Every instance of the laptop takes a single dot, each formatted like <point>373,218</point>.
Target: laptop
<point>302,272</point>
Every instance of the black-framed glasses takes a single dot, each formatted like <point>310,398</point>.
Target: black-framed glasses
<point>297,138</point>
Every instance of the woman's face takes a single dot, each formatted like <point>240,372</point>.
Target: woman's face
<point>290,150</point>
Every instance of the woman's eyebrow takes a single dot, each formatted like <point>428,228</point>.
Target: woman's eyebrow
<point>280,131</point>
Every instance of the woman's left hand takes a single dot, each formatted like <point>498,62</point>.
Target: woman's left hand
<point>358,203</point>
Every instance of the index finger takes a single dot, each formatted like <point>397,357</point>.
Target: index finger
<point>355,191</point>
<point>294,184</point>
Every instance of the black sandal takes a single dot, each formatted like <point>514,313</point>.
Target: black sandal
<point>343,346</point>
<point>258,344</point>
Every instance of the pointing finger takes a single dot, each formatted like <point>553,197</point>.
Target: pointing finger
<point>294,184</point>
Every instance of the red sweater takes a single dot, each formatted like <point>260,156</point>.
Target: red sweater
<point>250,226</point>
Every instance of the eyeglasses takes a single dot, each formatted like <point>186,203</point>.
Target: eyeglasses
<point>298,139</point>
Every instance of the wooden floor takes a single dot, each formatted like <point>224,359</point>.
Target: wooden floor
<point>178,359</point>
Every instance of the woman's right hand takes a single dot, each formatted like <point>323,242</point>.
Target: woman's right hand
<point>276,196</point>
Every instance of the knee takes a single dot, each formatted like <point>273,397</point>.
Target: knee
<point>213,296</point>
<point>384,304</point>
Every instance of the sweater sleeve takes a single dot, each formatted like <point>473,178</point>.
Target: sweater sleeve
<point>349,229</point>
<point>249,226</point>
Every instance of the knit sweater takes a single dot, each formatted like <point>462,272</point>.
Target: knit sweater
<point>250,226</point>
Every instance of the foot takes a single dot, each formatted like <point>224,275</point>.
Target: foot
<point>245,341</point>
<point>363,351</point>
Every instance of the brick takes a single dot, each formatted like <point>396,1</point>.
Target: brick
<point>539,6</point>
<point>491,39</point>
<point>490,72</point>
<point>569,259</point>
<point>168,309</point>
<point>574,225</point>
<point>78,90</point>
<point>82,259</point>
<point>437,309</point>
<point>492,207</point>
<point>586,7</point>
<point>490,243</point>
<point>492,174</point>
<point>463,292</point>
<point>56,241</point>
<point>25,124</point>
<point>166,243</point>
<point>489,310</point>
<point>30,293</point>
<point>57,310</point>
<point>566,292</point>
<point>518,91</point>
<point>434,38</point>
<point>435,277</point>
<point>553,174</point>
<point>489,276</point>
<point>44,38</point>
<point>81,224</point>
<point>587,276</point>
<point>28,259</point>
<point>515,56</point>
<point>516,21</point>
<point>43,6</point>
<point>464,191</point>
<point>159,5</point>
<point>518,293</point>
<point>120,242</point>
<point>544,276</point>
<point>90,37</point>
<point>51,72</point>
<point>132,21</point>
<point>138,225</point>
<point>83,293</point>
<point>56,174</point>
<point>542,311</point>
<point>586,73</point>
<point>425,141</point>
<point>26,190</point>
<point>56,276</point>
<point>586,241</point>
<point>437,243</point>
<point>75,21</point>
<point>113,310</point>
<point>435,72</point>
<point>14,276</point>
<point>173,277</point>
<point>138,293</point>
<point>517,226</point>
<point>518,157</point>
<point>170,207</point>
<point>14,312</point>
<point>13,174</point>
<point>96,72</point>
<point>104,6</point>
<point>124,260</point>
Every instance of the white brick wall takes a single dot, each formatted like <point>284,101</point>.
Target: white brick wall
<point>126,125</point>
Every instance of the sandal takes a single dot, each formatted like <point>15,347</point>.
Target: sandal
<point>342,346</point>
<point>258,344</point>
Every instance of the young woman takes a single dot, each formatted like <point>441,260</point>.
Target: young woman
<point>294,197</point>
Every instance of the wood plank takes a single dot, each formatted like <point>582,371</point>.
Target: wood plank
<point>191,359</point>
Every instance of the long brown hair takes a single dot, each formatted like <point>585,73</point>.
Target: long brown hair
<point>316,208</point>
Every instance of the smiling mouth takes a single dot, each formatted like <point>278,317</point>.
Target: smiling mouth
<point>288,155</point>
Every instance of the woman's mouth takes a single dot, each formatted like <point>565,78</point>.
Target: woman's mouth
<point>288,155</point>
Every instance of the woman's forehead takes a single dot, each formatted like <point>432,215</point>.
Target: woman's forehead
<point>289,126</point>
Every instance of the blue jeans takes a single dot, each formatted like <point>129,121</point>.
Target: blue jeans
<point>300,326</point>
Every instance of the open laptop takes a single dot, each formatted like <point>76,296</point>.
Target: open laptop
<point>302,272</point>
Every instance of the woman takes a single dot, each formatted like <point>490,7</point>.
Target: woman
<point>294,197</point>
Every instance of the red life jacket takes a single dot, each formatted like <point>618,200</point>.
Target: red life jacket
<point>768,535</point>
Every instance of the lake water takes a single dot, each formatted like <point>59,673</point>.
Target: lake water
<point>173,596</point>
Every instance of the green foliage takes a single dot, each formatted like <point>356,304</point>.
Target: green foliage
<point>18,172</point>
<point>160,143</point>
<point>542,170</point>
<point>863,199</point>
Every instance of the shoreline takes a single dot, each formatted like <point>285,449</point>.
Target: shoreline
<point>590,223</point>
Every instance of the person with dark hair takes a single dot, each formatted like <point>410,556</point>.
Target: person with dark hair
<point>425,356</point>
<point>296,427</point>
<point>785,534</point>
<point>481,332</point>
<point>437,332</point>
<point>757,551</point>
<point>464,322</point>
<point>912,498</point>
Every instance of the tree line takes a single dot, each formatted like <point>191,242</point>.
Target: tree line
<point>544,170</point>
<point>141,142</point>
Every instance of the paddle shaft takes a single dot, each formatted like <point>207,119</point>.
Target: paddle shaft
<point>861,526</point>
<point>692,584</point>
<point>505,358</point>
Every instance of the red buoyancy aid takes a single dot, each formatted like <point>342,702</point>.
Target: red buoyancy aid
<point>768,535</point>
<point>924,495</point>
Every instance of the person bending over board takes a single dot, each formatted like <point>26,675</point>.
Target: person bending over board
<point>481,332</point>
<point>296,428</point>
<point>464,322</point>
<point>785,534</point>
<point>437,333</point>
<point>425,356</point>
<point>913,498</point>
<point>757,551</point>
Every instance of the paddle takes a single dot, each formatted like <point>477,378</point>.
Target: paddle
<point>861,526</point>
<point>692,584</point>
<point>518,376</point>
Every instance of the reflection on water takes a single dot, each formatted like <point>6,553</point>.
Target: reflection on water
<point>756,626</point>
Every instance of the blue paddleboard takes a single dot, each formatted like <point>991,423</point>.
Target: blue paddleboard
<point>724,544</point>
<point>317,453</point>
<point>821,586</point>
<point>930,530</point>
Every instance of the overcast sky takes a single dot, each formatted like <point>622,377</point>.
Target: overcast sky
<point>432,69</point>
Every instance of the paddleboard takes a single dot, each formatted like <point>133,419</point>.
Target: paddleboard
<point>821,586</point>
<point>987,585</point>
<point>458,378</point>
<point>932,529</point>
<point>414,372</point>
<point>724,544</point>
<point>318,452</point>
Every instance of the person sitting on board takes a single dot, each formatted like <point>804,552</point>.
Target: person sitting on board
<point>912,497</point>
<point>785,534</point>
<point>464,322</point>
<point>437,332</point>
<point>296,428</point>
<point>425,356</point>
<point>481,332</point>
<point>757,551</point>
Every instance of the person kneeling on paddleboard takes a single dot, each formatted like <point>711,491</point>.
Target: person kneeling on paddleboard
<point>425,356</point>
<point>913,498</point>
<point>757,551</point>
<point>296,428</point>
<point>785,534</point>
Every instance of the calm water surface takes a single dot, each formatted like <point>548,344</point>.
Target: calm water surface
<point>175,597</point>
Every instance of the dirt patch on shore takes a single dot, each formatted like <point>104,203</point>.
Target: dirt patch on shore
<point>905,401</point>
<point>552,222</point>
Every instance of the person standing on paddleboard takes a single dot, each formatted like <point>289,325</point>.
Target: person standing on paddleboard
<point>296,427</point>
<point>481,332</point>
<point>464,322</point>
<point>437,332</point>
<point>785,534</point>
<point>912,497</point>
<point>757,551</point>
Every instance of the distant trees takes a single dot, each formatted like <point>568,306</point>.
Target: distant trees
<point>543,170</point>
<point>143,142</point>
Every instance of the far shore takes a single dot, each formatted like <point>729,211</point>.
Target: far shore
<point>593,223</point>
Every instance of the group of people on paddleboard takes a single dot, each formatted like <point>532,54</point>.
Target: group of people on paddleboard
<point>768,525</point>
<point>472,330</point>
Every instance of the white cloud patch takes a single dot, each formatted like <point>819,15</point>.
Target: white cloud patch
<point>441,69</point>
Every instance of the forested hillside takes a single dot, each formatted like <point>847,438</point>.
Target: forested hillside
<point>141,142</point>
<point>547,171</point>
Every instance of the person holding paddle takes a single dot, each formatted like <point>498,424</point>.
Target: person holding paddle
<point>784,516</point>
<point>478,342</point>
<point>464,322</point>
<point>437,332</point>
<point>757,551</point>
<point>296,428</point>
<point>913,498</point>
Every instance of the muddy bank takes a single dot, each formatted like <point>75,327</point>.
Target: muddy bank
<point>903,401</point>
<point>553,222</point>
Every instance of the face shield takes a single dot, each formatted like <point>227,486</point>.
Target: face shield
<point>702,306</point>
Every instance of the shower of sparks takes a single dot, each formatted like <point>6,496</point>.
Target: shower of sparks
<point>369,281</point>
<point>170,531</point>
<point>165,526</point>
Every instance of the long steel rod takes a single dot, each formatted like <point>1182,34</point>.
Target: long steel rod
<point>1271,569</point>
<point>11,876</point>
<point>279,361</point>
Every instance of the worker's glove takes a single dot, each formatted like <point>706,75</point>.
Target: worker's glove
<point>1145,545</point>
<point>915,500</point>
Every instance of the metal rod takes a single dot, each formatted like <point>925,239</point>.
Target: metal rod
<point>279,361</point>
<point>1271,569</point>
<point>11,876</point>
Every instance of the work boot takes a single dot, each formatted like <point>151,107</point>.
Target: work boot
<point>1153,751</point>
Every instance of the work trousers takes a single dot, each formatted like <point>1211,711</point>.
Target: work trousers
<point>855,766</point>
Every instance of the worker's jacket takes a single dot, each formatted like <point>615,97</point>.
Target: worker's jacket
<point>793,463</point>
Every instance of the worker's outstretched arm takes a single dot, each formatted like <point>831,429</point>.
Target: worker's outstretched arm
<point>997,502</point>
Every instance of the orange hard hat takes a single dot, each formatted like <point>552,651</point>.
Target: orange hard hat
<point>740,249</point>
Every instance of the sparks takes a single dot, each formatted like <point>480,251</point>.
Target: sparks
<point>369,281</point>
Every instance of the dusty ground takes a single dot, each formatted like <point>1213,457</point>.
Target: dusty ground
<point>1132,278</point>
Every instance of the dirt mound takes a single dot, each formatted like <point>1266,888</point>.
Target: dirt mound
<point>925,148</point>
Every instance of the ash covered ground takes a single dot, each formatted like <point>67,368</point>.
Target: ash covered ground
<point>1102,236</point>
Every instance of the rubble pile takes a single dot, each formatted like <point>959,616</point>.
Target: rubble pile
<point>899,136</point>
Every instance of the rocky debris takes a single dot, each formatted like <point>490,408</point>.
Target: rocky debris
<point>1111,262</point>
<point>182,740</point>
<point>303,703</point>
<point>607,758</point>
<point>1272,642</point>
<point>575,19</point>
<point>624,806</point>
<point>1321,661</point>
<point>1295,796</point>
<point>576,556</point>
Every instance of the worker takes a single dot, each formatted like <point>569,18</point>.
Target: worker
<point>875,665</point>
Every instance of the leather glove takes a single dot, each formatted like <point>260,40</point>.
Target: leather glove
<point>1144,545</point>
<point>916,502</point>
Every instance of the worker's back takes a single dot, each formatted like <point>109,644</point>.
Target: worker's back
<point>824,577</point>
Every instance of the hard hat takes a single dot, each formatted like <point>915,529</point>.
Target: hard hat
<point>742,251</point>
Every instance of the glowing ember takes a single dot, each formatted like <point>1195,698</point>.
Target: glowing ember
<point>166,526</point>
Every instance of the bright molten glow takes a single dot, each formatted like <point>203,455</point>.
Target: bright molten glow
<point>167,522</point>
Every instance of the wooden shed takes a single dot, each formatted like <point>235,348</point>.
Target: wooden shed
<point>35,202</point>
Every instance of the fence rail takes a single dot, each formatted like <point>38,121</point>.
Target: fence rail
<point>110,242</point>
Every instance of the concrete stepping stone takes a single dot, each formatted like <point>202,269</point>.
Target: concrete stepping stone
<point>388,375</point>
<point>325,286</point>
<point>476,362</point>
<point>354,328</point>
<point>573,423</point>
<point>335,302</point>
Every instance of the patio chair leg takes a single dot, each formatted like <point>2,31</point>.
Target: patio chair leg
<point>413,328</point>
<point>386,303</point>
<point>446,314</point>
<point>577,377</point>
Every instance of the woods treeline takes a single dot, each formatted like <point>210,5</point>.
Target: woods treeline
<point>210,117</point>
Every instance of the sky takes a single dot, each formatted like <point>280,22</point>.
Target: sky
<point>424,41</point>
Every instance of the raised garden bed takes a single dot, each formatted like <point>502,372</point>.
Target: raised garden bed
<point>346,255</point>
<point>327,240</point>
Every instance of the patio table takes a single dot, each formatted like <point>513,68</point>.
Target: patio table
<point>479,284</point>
--
### THE PROBLEM
Output the lines from the line containing "Every instance of the patio chair" to the end, both included; add nothing.

### PROBLEM SOLUTION
Every instance of the patio chair leg takes a single dot, each formatted like <point>2,31</point>.
Target: patio chair leg
<point>413,328</point>
<point>386,303</point>
<point>446,314</point>
<point>577,377</point>
Every instance of the woods treeline takes a single dot, each formatted like <point>210,5</point>.
Target: woods treeline
<point>210,117</point>
Every instance of the sky takes a single dot, each formatted like <point>280,22</point>.
Target: sky
<point>424,41</point>
Every instance of the raised garden bed takes a single dot, each formatted like <point>502,372</point>.
Target: raised garden bed
<point>346,255</point>
<point>327,240</point>
Every instance of the patio table takes a single dot, each formatted like <point>513,68</point>.
Target: patio table
<point>479,284</point>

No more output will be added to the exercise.